ARTICLE:

* Begin *

I looked at the probabilities again – and no surprise, with Tuesday and Wednesday’s bar shapes on the daily SPX chart (a ’45’ followed by a ’15’) – that for Thursday, there is a 53% probability that CLOSE < OPEN, and a 40% probability that CLOSE > OPEN, and 7% that CLOSE = OPEN (in terms of being in the same area of the bar). This suggests a down day off of the open.
SPX has now been above the 55-day SMA for 31 days in total. It is 7% greater than the 55-day SMA. This is a rare event. SPX has only been this far above (> 6%) 8.6% of the time. However, if we look at only the positive numbers, then SPX can be this far or further for 13% of the time. This translates to around 4 days for the current run. By coincidence, SPX has already been > 6% above the 55-day SMA for 4 days. As with everything else, SPX’s relationship with the SMA is in unprecedented territory for a run of this length above that SMA.

* End *

TO-DO LIST:
1. In the SPX commentary, how many days in total has SPX been above the 55-day SMA?
2. List every probability the SPX commentary gives for Thursday, each with the outcome it refers to.
3. Repeat everything in the SPX commentary from "SPX has now" down to "above that SMA.".

PROVIDED RECORDS:

* Begin *

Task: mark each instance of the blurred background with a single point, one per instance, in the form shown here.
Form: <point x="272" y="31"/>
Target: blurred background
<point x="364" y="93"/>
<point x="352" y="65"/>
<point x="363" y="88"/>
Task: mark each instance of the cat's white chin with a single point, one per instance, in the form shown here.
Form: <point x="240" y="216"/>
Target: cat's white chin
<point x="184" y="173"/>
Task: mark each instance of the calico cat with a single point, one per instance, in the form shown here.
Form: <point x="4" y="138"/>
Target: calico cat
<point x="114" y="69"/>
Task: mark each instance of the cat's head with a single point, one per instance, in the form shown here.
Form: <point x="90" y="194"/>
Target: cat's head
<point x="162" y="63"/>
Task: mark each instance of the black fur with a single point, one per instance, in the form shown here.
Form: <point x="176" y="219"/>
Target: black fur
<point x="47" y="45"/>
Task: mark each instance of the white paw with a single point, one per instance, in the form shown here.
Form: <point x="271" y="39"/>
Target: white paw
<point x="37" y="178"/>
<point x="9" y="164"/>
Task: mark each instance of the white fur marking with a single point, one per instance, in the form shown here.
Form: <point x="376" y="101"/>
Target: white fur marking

* End *

SOLVED TASKS:
1. 31 days.

2.
- 53%: CLOSE < OPEN
- 40%: CLOSE > OPEN
- 7%: CLOSE = OPEN

3.
SPX has now been above the 55-day SMA for 31 days in total. It is 7% greater than the 55-day SMA. This is a rare event. SPX has only been this far above (> 6%) 8.6% of the time. However, if we look at only the positive numbers, then SPX can be this far or further for 13% of the time. This translates to around 4 days for the current run. By coincidence, SPX has already been > 6% above the 55-day SMA for 4 days. As with everything else, SPX’s relationship with the SMA is in unprecedented territory for a run of this length above that SMA.